◆ **DIRECTIONS**:
a) Quote the crowd-counting app text word for word, beginning at "Step 2: Preprocessing" and ending after "std=[0.229, 0.224, 0.225])".
b) Extend the crowd-counting app text from where it stops, matching its style.

Model — CSRNet (Congested Scene Recognition Network)

Component	Details	Purpose
Frontend	VGG-16, layers 0–23, pre-trained on ImageNet	High-level feature extraction from crowd images
Backend	6× Dilated Conv2d (`dilation=2`, `padding=2`)	Expands receptive field without losing spatial resolution
Output	Conv2d(64, 1, kernel_size=1)	Single-channel density map — sum = crowd count
Training Data	ShanghaiTech Part B	400+ annotated crowd scenes with dot-labeled heads
Inference	CPU-optimized (`map_location='cpu'`)	Runs on free-tier Hugging Face Spaces

Application — Streamlit

Component	Technology	Purpose
Framework	Streamlit 1.57	Interactive web interface for image upload & visualization
Deep Learning	PyTorch 2.0+	Model inference engine
Backbone	torchvision (VGG-16)	Pre-trained feature extractor weights
Visualization	Matplotlib (`jet` colormap)	Heatmap rendering of density maps
Image Processing	Pillow, NumPy	Image loading, tensor operations
Deployment	Hugging Face Spaces	Free CPU-tier cloud hosting

⚡ How It Works

Step 1: Image Upload

The user uploads a JPG/PNG photo of a transit stop through the Streamlit interface.

Step 2: Preprocessing

The image is converted to RGB and normalized using ImageNet standards:

transforms.Normalize(mean=[0.485, 0.456, 0.406], std=[0.229, 0.224, 0.225])

Step 3: Density Map Prediction

CSRNet processes the image through VGG-16 frontend → Dilated Conv backend → 1×1 output layer, producing a 2D density heatmap.

Step 4: Crowd Counting

crowd_count = max(0, int(np.sum(density_map)))

Step 5: Dispatch Decision

┌─────────────────────────────────────────────────┐
│                                                 │
│   crowd_count ≤ 50    →  ✅ Normal level        │
│   crowd_count > 50    →  🚨 EXTRA BUS ALERT     │
│                                                 │
└─────────────────────────────────────────────────┘

The system displays the original image alongside the density heatmap and shows a clear dispatch decision.

🚀 Getting Started

Prerequisites

Python 3.10+ (Install Guide)
Git (Install Guide)

1. Clone the Repository

git clone https://github.com/ErenBalkis/Smart_Transit_AI.git
cd Smart_Transit_AI

2. Create a Virtual Environment (Recommended)

python -m venv venv

# Linux / macOS
source venv/bin/activate

# Windows
venv\Scripts\activate

3. Install Dependencies

pip install -r requirements.txt

4. Ensure Model Weights

Make sure the trained best_model.pth file is in the project root directory.

◆ **LISTING**:
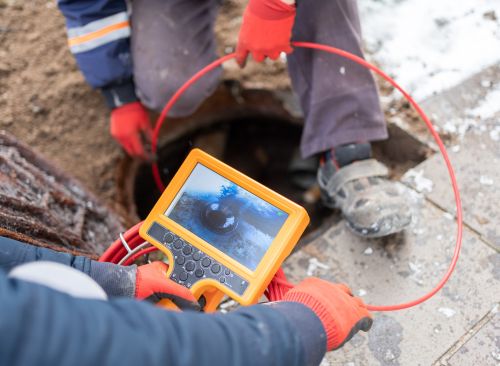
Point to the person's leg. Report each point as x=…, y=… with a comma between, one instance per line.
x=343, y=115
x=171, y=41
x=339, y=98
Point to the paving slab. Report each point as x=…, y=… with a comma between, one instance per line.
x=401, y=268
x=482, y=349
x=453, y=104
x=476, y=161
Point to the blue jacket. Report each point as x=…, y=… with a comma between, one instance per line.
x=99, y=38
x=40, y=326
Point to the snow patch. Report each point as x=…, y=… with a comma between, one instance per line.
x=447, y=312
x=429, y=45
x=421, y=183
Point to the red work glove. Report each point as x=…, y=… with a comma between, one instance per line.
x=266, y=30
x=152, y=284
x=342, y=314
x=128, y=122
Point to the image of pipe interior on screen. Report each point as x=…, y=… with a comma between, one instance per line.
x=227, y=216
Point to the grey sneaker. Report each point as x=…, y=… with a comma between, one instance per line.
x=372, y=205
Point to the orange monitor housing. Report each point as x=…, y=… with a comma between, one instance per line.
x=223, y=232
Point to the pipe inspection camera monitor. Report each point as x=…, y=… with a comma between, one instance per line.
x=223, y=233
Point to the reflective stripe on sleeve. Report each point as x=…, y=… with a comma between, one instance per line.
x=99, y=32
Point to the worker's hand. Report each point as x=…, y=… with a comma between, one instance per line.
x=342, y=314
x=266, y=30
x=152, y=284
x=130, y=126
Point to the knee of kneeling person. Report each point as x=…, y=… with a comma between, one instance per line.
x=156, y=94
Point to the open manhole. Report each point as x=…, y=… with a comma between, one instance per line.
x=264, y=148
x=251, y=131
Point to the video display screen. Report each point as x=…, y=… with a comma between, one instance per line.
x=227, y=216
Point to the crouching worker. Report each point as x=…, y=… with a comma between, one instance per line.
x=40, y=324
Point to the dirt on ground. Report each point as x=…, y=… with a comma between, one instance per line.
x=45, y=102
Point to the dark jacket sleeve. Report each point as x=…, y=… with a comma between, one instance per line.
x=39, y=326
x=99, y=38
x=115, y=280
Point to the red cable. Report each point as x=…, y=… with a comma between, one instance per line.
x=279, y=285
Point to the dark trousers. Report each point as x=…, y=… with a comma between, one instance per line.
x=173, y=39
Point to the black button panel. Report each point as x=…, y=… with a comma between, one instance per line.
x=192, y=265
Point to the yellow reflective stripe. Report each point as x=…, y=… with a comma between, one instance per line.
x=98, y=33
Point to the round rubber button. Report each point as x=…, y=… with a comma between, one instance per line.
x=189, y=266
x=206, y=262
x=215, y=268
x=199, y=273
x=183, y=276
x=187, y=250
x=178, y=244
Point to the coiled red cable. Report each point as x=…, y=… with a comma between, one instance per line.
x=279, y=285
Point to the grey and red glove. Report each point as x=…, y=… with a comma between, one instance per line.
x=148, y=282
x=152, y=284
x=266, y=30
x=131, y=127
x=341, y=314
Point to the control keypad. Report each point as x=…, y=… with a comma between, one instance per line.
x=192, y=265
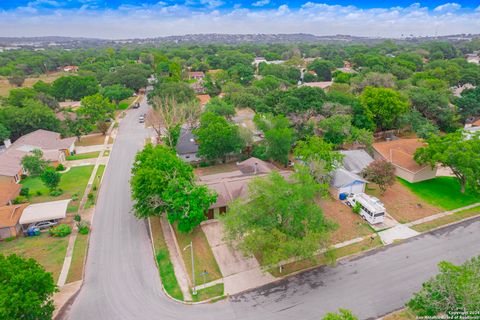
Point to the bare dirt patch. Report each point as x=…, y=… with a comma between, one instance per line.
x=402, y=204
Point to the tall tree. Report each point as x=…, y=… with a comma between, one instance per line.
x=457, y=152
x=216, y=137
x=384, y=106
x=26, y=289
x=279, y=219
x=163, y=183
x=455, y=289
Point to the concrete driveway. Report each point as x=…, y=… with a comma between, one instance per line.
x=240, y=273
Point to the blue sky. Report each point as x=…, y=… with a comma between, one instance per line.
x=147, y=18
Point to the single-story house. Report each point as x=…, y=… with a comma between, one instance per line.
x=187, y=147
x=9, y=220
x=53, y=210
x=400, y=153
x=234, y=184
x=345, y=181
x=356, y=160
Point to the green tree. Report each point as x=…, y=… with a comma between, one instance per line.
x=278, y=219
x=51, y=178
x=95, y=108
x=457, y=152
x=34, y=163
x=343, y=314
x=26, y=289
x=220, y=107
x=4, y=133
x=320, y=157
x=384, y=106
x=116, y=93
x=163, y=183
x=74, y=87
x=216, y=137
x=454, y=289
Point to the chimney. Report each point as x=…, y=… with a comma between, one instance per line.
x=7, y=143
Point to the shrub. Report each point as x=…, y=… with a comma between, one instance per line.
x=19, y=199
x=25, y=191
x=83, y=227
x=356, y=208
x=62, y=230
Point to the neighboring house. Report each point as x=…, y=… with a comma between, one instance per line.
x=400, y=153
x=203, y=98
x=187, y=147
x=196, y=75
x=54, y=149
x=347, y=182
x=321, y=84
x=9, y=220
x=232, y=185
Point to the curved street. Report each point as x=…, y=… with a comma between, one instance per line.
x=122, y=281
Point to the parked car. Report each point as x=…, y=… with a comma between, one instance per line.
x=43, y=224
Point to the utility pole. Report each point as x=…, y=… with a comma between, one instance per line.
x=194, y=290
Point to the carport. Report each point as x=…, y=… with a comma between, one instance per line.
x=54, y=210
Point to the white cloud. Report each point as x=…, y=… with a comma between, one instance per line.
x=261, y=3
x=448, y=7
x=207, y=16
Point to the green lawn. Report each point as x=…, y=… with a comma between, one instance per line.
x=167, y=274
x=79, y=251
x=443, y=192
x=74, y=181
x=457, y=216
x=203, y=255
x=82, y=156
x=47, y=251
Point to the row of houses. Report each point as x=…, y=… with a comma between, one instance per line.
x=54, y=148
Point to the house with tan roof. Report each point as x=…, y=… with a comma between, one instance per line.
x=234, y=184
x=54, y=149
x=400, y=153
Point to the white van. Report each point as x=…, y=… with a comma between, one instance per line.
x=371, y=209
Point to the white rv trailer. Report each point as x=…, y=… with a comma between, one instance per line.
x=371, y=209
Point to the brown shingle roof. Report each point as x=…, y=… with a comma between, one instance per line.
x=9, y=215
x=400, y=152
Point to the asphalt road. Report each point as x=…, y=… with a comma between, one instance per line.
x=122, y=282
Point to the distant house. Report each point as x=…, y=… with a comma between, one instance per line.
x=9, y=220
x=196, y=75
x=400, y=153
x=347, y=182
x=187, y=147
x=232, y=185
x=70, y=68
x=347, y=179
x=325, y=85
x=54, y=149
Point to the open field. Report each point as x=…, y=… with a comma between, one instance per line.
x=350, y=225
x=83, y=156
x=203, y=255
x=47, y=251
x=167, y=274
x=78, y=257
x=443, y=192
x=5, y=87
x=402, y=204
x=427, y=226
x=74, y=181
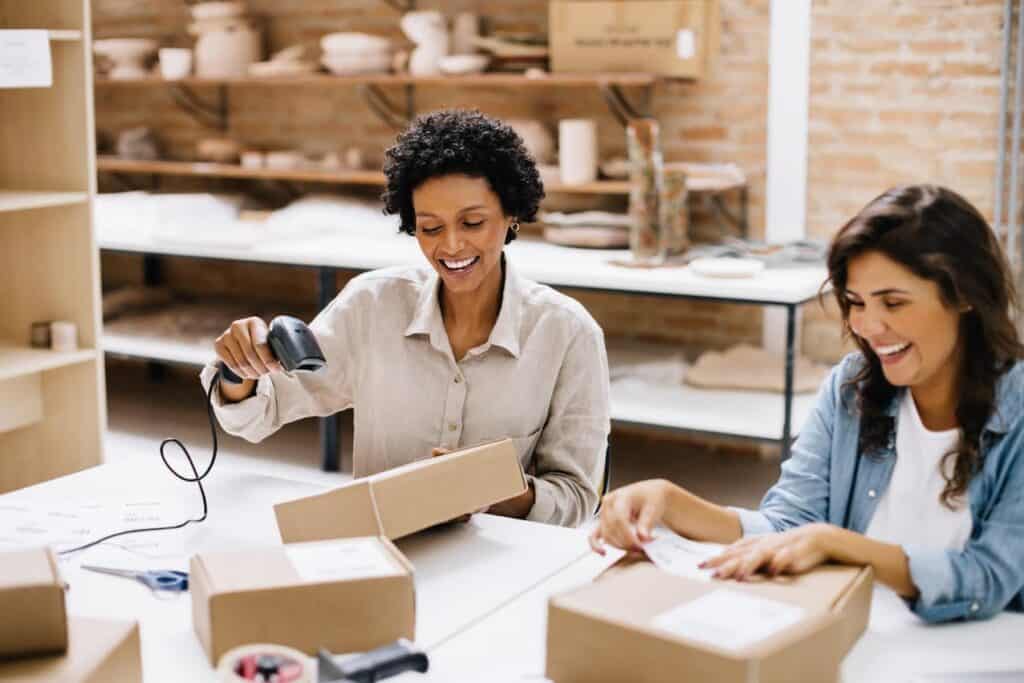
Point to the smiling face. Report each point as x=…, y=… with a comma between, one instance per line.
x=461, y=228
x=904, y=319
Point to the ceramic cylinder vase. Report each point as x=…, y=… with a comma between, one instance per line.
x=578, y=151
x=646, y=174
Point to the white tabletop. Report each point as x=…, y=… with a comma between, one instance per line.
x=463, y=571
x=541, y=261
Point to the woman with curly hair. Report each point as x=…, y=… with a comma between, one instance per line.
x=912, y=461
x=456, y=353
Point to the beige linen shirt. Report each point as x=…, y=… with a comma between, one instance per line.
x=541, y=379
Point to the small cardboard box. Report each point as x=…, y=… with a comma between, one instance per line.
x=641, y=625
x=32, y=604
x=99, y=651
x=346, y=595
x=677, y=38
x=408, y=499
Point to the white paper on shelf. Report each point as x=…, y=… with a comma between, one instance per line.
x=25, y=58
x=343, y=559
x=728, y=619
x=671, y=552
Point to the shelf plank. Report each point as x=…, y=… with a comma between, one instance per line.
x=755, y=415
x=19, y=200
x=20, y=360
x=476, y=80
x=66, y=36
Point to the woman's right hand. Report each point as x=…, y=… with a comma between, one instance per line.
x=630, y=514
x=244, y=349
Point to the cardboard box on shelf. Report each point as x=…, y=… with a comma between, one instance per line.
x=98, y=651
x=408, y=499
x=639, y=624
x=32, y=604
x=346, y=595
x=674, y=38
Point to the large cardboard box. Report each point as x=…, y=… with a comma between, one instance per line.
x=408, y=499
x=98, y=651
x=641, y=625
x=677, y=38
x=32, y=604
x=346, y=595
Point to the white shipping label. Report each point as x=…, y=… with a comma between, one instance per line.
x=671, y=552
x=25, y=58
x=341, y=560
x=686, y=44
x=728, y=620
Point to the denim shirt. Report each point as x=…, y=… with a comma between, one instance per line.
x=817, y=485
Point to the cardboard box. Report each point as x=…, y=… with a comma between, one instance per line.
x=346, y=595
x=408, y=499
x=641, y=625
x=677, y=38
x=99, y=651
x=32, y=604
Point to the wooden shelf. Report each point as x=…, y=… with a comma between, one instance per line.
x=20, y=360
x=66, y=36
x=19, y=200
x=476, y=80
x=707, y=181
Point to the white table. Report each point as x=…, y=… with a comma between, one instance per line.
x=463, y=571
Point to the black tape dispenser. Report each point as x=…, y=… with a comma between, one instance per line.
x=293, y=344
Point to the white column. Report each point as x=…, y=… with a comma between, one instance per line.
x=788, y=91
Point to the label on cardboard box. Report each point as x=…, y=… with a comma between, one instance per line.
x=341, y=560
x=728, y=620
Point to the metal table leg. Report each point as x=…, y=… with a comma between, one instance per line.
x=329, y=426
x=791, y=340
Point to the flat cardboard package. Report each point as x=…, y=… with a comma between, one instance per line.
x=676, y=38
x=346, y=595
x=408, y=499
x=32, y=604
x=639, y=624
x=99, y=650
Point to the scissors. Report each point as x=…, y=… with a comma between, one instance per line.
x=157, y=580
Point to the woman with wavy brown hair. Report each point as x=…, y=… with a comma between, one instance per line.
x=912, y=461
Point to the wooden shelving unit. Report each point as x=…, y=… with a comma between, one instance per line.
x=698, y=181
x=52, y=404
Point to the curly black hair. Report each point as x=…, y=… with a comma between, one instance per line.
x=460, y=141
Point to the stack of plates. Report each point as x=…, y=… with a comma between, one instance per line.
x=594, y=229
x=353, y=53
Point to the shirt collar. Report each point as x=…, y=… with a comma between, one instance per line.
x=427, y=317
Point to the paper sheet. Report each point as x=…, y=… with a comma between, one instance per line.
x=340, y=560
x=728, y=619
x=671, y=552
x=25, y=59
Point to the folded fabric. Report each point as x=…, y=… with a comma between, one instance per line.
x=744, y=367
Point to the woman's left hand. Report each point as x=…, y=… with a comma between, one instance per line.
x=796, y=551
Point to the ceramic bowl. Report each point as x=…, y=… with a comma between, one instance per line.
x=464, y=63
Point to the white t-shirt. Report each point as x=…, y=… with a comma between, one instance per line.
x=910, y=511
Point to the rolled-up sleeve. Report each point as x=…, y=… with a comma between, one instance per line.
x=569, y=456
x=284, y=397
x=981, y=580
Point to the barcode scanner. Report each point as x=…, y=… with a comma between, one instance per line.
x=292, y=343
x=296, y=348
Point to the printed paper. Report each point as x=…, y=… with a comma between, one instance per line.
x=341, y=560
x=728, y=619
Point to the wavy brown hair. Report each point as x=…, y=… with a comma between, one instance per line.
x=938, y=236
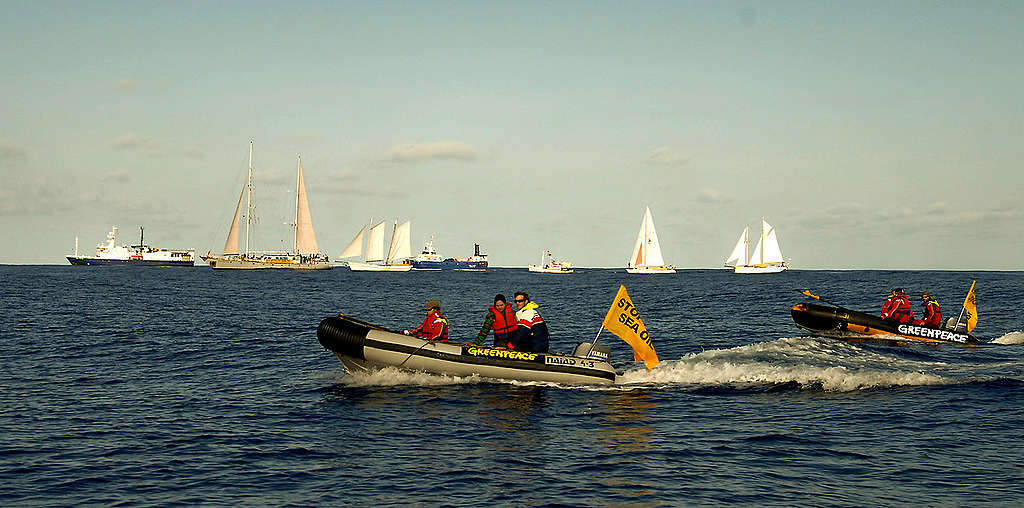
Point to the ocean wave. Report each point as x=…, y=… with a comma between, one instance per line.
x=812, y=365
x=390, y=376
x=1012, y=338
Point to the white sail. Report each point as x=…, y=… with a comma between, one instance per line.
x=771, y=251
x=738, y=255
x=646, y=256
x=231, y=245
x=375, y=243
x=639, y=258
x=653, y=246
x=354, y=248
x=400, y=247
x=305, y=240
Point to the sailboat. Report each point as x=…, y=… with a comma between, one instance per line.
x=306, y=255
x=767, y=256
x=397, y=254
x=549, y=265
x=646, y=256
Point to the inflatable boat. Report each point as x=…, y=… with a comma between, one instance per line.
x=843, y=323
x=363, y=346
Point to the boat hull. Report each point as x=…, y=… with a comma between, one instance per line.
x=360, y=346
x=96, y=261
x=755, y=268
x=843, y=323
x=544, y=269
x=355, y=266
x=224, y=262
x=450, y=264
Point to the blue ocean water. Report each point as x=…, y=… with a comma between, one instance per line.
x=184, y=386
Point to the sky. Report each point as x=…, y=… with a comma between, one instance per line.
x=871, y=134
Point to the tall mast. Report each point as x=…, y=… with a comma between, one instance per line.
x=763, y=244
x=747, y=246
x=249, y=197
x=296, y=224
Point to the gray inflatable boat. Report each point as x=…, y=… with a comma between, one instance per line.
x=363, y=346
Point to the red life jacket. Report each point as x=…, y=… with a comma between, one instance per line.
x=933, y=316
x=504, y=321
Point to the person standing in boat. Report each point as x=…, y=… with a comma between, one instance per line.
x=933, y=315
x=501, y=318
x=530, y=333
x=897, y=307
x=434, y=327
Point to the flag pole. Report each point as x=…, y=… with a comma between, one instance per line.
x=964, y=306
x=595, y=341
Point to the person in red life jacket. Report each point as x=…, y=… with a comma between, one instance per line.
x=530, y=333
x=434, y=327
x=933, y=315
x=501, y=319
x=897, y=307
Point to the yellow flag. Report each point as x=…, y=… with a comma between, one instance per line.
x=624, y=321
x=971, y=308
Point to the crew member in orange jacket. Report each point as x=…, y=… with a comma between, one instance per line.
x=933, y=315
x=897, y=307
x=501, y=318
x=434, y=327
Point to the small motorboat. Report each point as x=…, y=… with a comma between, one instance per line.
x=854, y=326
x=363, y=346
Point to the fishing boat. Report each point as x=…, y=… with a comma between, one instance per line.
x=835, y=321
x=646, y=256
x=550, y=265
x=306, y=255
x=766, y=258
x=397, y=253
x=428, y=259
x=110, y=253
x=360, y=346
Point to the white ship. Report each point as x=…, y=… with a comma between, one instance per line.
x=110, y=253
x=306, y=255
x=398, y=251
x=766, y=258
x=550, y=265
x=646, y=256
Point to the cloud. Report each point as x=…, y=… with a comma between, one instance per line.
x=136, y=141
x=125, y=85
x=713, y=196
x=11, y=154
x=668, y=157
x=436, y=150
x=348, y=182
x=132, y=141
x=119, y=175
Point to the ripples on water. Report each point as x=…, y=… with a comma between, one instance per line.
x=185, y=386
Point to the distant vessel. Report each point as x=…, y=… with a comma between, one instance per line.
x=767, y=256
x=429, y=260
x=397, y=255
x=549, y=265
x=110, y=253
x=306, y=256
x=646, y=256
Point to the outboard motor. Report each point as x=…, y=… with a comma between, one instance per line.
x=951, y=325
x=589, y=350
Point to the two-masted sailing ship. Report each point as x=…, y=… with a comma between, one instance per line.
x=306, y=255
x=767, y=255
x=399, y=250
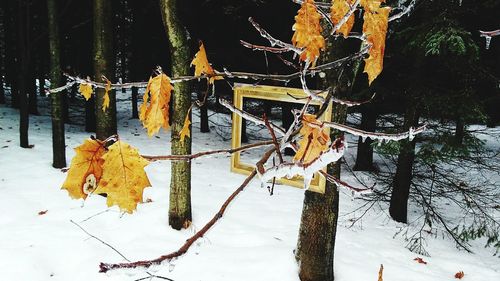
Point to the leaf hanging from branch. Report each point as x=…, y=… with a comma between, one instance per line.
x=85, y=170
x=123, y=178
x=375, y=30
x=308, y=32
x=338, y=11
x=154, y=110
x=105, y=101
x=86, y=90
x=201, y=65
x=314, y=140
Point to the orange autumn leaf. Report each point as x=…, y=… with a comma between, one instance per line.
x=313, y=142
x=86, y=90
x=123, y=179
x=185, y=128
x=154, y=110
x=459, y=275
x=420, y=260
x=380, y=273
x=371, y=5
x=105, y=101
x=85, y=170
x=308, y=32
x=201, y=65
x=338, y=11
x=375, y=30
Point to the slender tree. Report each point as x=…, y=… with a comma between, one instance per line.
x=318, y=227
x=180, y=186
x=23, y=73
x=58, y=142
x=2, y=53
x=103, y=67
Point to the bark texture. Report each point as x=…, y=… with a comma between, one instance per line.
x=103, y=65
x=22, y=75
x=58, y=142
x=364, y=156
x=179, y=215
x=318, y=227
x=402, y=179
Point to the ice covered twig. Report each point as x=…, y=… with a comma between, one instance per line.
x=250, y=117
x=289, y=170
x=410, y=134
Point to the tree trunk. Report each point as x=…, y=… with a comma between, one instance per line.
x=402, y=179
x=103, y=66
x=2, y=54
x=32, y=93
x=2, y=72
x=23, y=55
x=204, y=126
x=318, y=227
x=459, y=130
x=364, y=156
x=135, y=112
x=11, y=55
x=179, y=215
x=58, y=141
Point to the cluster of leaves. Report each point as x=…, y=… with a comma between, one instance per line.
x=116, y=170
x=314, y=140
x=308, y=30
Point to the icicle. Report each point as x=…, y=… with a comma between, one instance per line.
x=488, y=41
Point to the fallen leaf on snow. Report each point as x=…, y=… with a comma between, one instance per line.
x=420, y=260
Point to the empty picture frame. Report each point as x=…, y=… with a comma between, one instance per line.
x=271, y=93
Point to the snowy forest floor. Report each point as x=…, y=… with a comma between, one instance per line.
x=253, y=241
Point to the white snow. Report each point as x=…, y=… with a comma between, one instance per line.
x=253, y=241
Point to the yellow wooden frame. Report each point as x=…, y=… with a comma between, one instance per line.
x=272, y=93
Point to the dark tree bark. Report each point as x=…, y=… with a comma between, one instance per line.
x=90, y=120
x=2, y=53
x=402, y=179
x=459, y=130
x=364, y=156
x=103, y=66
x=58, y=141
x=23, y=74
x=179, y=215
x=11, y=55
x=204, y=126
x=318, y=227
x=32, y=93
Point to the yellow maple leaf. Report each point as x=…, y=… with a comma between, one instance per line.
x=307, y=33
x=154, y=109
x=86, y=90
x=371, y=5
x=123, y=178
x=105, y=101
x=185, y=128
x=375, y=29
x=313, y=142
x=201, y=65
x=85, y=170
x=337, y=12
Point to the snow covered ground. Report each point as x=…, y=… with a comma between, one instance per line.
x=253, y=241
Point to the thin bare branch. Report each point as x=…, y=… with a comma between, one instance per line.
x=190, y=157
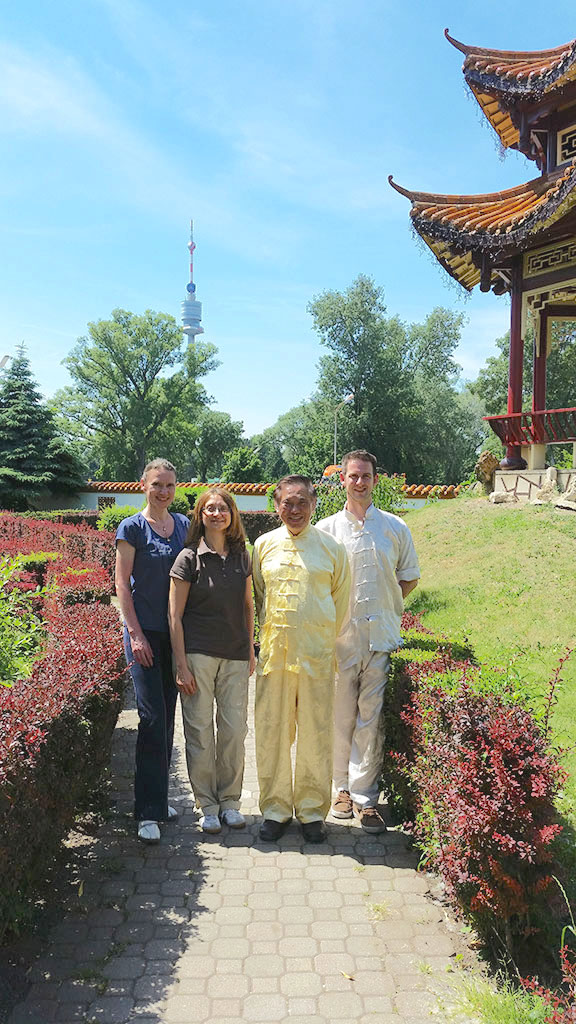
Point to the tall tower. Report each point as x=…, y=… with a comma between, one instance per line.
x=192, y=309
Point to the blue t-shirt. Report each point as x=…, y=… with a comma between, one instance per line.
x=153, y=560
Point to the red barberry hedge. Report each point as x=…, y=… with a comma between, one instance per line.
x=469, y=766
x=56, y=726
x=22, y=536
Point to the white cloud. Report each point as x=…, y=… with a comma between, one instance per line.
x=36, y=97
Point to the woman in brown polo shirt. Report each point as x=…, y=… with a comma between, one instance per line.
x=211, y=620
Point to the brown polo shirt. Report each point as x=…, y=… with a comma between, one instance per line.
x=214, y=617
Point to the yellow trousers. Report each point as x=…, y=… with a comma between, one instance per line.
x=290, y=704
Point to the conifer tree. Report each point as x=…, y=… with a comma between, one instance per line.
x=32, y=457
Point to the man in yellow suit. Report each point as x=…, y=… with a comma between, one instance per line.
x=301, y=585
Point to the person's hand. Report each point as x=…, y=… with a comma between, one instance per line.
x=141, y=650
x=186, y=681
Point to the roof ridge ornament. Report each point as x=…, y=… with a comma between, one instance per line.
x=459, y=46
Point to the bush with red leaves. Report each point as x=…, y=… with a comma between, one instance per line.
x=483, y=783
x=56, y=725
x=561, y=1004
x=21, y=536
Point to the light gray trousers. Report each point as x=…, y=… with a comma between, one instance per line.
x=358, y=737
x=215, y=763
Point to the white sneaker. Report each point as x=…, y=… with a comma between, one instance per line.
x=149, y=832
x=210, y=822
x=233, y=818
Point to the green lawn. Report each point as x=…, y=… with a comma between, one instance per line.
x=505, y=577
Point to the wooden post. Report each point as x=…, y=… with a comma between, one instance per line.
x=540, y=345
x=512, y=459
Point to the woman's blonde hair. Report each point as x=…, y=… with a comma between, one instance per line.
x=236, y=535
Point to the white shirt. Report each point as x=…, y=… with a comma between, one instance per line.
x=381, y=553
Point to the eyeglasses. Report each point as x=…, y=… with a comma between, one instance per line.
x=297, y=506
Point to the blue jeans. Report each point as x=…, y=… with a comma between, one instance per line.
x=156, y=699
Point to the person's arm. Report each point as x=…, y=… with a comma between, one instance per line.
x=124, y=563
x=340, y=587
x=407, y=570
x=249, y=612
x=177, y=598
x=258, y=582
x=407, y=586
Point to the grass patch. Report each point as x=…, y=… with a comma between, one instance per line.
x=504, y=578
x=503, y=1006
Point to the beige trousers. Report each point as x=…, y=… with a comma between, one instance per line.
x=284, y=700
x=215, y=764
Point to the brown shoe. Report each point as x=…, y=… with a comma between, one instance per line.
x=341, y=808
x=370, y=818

◆ **RESULTS BY TASK**:
a)
Step 2: Preprocessing

The image is converted to RGB and normalized using ImageNet standards:

transforms.Normalize(mean=[0.485, 0.456, 0.406], std=[0.229, 0.224, 0.225])

b)
5. Run the Application

streamlit run app.py

The app will open at http://localhost:8501.

📁 Project Structure

crowd_detection/
├── app.py                 # Streamlit application + CSRNet model definition
│                          # ├─ CSRNet class (VGG-16 frontend + dilated backend)
│                          # ├─ Model loading with CPU mapping
│                          # ├─ Image preprocessing pipeline
│                          # └─ UI: upload, heatmap, metrics, dispatch alert
├── best_model.pth         # Trained CSRNet weights (ShanghaiTech Part B)
├── requirements.txt       # Python dependencies
├── info.md                # Technical specification document
└── README.md              # This file

🔬 Technical Deep Dive: Dilated Convolutions

The secret sauce behind CSRNet's accuracy is dilated (atrous) convolutions. Standard pooling layers downsample the feature map, destroying spatial information critical for density estimation. Dilated convolutions solve this by expanding the receptive field without reducing resolution:

Standard Conv (3×3, dilation=1)       Dilated Conv (3×3, dilation=2)
┌───┬───┬───┬───┬───┐                ┌───┬───┬───┬───┬───┐
│ ■ │ ■ │ ■ │   │   │                │ ■ │   │ ■ │   │ ■ │
├───┼───┼───┼───┼───┤                ├───┼───┼───┼───┼───┤
│ ■ │ ■ │ ■ │   │   │                │   │   │   │   │   │
├───┼───┼───┼───┼───┤                ├───┼───┼───┼───┼───┤
│ ■ │ ■ │ ■ │   │   │                │ ■ │   │ ■ │   │ ■ │
├───┼───┼───┼───┼───┤                ├───┼───┼───┼───┼───┤
│   │   │   │   │   │                │   │   │   │   │   │
├───┼───┼───┼───┼───┤                ├───┼───┼───┼───┼───┤
│   │   │   │   │   │                │ ■ │   │ ■ │   │ ■ │
└───┴───┴───┴───┴───┘                └───┴───┴───┴───┴───┘

Receptive field: 3×3               Receptive field: 5×5
Parameters: 9                      Parameters: 9 (same!)

Same computational cost, wider field of view — allowing the model to understand both local details and crowd-level patterns simultaneously.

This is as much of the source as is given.